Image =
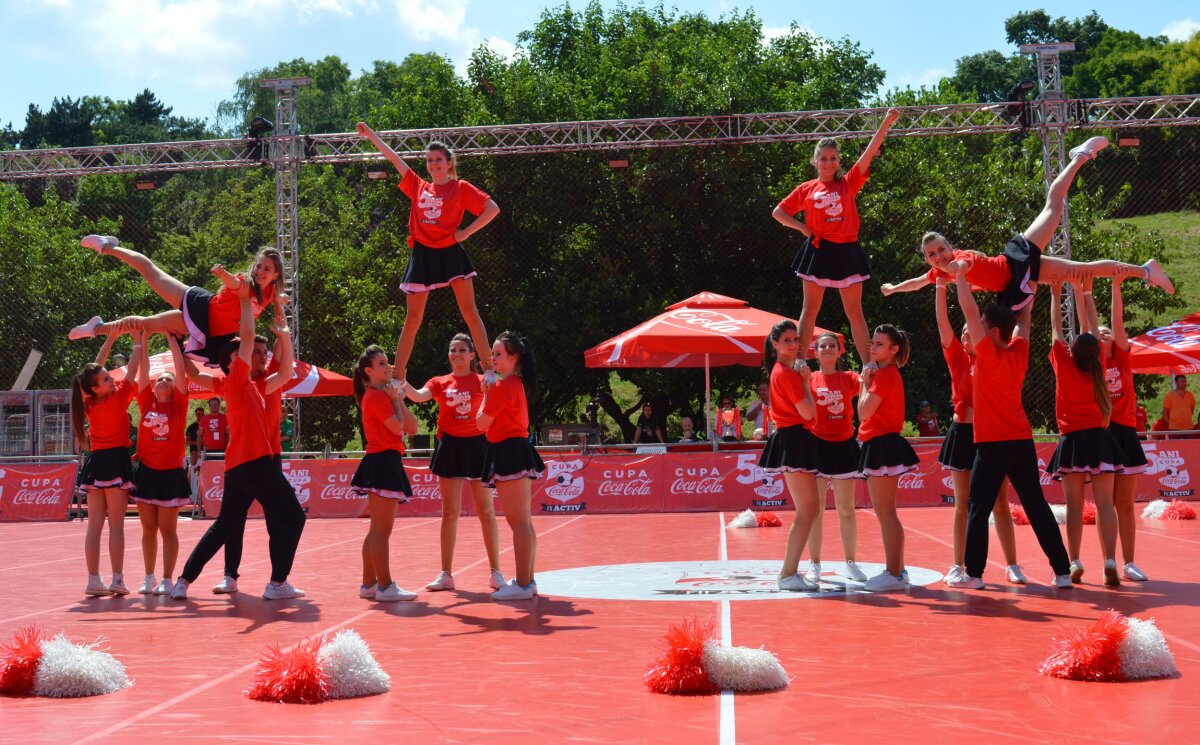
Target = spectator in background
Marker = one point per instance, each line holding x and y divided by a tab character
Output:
1179	406
927	421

Prompt ▸
Each of the entries above must be copied exactly, but the pictures stay out.

Completed exercise ▸
Image =
Target = spectator in background
Marker = one point per instance, each line holding x and y divided by a tab character
Output:
1179	406
927	421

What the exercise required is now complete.